=== WORK REQUIRED ===
Set down, in full, every record in the block.
Segment Open
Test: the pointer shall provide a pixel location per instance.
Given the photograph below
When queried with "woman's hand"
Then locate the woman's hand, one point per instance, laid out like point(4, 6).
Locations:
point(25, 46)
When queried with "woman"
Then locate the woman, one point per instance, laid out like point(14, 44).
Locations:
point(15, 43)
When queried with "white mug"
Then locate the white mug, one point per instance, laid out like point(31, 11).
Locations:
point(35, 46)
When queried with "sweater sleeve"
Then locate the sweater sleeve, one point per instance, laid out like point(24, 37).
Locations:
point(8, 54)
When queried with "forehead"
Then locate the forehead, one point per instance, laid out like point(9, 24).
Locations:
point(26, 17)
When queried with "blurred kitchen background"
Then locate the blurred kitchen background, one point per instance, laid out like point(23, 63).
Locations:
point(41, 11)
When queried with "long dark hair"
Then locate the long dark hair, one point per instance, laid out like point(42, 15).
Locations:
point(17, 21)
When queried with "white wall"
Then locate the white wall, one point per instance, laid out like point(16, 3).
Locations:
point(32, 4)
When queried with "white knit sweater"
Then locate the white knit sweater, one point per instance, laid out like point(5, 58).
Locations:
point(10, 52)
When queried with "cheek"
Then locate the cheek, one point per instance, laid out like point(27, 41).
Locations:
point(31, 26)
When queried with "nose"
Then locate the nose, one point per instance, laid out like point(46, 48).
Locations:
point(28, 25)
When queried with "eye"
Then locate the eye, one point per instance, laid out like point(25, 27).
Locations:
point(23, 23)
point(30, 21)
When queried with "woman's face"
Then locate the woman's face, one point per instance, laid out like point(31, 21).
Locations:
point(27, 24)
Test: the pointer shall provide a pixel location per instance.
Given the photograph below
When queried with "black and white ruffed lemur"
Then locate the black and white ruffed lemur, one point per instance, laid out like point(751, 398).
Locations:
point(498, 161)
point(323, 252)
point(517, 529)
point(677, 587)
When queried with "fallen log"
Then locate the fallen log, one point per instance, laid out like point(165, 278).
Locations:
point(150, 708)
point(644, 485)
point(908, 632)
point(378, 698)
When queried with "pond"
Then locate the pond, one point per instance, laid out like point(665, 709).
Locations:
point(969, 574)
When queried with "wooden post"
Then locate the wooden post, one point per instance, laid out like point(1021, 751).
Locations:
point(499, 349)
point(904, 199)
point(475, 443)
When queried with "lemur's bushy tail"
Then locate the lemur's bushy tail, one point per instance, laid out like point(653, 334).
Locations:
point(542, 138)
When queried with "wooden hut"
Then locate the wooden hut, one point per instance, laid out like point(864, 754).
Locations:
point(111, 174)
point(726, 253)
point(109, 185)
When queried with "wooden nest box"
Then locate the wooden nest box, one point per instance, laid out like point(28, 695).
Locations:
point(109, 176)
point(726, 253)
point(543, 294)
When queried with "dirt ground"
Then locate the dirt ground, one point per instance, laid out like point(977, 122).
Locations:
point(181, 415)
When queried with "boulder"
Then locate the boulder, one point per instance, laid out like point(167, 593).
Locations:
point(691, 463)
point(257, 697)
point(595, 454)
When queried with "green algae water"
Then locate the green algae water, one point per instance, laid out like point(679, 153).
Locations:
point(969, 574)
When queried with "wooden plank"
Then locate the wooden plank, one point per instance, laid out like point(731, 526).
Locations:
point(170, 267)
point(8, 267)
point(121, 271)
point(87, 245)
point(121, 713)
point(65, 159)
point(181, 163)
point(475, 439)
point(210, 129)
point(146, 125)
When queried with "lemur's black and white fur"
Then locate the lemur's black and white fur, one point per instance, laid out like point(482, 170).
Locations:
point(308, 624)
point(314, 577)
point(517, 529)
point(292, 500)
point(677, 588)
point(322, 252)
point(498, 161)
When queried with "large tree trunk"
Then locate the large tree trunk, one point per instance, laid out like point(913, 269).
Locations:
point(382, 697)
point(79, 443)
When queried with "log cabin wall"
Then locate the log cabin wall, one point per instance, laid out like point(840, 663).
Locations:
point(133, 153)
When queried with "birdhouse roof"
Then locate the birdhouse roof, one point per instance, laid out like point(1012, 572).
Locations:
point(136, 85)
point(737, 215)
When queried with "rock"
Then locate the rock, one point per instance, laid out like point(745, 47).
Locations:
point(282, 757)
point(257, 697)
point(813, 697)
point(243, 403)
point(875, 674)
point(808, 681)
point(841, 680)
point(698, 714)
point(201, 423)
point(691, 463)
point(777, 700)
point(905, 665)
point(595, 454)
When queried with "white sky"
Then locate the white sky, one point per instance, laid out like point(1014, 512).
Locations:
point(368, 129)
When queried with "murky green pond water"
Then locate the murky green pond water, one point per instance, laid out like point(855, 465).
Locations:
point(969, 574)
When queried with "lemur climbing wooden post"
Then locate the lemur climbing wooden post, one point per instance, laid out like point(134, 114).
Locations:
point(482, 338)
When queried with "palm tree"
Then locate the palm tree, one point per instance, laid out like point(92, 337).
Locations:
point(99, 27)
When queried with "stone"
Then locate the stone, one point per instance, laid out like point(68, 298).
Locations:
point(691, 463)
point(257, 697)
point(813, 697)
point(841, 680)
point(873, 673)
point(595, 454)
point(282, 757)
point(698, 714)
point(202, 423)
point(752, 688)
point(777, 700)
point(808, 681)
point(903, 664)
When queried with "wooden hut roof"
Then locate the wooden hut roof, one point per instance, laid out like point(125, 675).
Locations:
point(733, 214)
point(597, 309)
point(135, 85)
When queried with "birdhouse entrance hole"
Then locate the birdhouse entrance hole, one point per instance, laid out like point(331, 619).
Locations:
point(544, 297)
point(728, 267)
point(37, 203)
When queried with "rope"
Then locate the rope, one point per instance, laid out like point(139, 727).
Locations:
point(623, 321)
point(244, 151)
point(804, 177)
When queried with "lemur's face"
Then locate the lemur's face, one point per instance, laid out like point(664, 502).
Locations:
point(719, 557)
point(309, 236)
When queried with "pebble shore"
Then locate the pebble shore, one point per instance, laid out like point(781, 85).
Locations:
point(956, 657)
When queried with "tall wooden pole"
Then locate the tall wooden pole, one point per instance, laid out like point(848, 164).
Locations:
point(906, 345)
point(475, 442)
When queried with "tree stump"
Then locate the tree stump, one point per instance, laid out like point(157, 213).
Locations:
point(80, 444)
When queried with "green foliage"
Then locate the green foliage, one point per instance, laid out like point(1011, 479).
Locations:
Segment Closed
=== OUTPUT FOR THIS EXERCISE ===
Test: the pointer shall provide a pixel location per instance.
Given the photograph below
When queried with "woman's hand"
Then locate the woman's hand, one point per instance, laid out like point(4, 6).
Locations:
point(25, 46)
When queried with "woman"
Then locate the woman, one point per instance, laid out like point(14, 44).
Locations:
point(15, 43)
When queried with "white mug"
Then locate the white mug, one point per instance, laid out like point(31, 11).
Locations:
point(35, 46)
When queried with "sweater sleeve"
Then locate the sweater sleeve, one point per instance, laid out like point(24, 37).
Locations:
point(8, 54)
When queried with "forehead"
Then locate the forehead, one point per instance, laid out like point(9, 24).
Locations:
point(26, 17)
When queried with "blurred kitchen background"
Then locate the blurred kitchen background, one point per instance, laid out like point(23, 63).
Locations:
point(41, 11)
When queried with "long dark hair"
Then locate the long dark hair, one point per instance, laid out like point(42, 15).
Locations:
point(17, 21)
When queried with "white wall"
Then locate the white wall, one point per instance, laid out like point(16, 3).
Locations:
point(32, 4)
When queried with "white knit sweater"
Then locate the white knit sweater, one point per instance, laid out like point(5, 58).
Locations:
point(10, 52)
When queried with "cheek"
Then locate the cheek, one point per instance, laid out like point(27, 41).
Locations:
point(31, 26)
When queried with "nose"
Then locate the nose, one point per instance, laid out like point(46, 48).
Locations:
point(28, 25)
When queried with "eye"
Then locate the eye, one point per instance, laid out like point(25, 27).
Locations:
point(23, 23)
point(30, 21)
When queried with "woman's face"
Then locate the woman's face, one point per instance, laid out like point(31, 21).
Locations:
point(27, 24)
Test: the pointer shall provide a pixel location per instance.
Given the photograph below
When queried with "black and white ruffed lemur"
Then locate the black and white ruffed lemur, one point per instance, laid out like point(751, 398).
Locations:
point(498, 161)
point(323, 252)
point(517, 529)
point(677, 587)
When queried with "fallen log"
Then locate the fallen log, one point per instance, laid out like point(165, 278).
Locations:
point(150, 708)
point(644, 485)
point(908, 632)
point(378, 698)
When queried with "pond"
Then locate the pond, one point per instance, laid out like point(665, 709).
Locations:
point(969, 574)
When queried with "wooden post"
Then locate the wooden post, one point per instance, laid out like point(1021, 751).
Locations:
point(499, 349)
point(904, 199)
point(475, 443)
When queried with "lemur's bushy tail"
Then locate the lemur's bushy tail, one point per instance, laid out like point(653, 334).
Locations:
point(542, 138)
When queried with "wooden hut"
Then locate the wooden hut, one point per instance, laid out like point(864, 754).
Locations:
point(111, 174)
point(726, 253)
point(109, 185)
When queried with "wooden nest box"
Then locate the wooden nest box, one point per instance, laid out like point(28, 695).
Locations:
point(109, 176)
point(726, 253)
point(543, 294)
When queried with "dirt ground"
Then locate the dirt ground, one point per instance, laid out like point(977, 122).
Locations:
point(181, 415)
When queried with "boulder"
Then locate the boulder, one point per instance, laid out like point(167, 593).
Locations:
point(691, 463)
point(257, 697)
point(595, 454)
When queried with "green algae water"
Then locate the green algae water, one point per instance, laid out like point(679, 153).
Locations:
point(969, 574)
When queried with "wooden plank"
Then locate the wooden plank, one point per instance, laid out like point(731, 526).
Locations:
point(170, 267)
point(8, 267)
point(121, 271)
point(87, 245)
point(121, 713)
point(65, 159)
point(181, 163)
point(475, 439)
point(210, 129)
point(146, 125)
When queried with "lemur's black and white fur"
Then locate the lemur's black and white fur, one point per instance, laid out like point(482, 170).
Locations:
point(308, 624)
point(314, 577)
point(517, 529)
point(292, 500)
point(677, 588)
point(322, 252)
point(498, 161)
When queried with "large tree trunk"
Then locate the large tree trunk, one point per instance, laid out like point(913, 269).
Locations:
point(382, 697)
point(79, 443)
When queried with "log cabin wall"
Then locate the log cabin wall, one point per instance, laid out like point(840, 663).
Locations:
point(133, 153)
When queried with "birdhouse roof"
Then locate the birdhouse roof, one point per instance, laid out like point(1012, 572).
Locations:
point(136, 85)
point(737, 215)
When queried with "rock"
Then locate the rock, one point per instance, laid out like point(745, 47).
Locations:
point(282, 757)
point(257, 697)
point(813, 697)
point(243, 403)
point(875, 674)
point(808, 681)
point(841, 680)
point(698, 714)
point(201, 423)
point(691, 463)
point(777, 700)
point(905, 665)
point(595, 454)
When queried with "white sky"
Then locate the white sky, one point per instance, laid out like point(1014, 512).
Locations:
point(368, 129)
When queried with "murky green pond water"
Then locate the murky green pond water, one point per instance, laid out like point(855, 465).
Locations:
point(969, 574)
When queried with "lemur climbing wooden post"
Then locate the lemur climbing wooden post, one point per instance, laid out like point(134, 114).
Locations:
point(482, 338)
When queried with "palm tree"
Then locate the palm tree, one point per instance, laid out like point(92, 337).
Locations:
point(99, 27)
When queried with "stone"
Then locate the stone, one point per instance, laid out like point(68, 298).
Locations:
point(691, 463)
point(257, 697)
point(813, 697)
point(841, 680)
point(873, 673)
point(595, 454)
point(282, 757)
point(698, 714)
point(202, 423)
point(752, 688)
point(777, 700)
point(808, 681)
point(903, 664)
When queried with "wooden hut roof"
Then locate the wooden hut roof, one point per instance, laid out like point(125, 675).
Locations:
point(733, 214)
point(597, 309)
point(135, 85)
When queried with "birdhouse entrance hole"
Then locate the birdhouse entrance hole, one point per instance, laid out like point(331, 619).
Locations:
point(544, 297)
point(728, 267)
point(37, 203)
When queried with "rope"
Then locate the rope, one point per instance, laid out like point(139, 727).
Locations:
point(623, 321)
point(244, 151)
point(804, 177)
When queried with "lemur's face"
Then locate the lemur's face, one point per instance, laid out like point(664, 502).
Locations:
point(719, 557)
point(309, 236)
When queried with "pebble shore"
Then locate the pebble shore, one point per instance, laid out like point(781, 85).
Locations:
point(956, 657)
When queried with "tall wooden pole"
Then locate the tall wooden pole, one point per instance, laid out like point(848, 164).
Locations:
point(906, 345)
point(475, 442)
When queried with "tree stump"
Then locate the tree stump, one point per instance, laid out like point(157, 213).
Locations:
point(80, 444)
When queried with "green foliage"
Then locate the green foliage, one point per instance, laid out like point(1011, 479).
Locations:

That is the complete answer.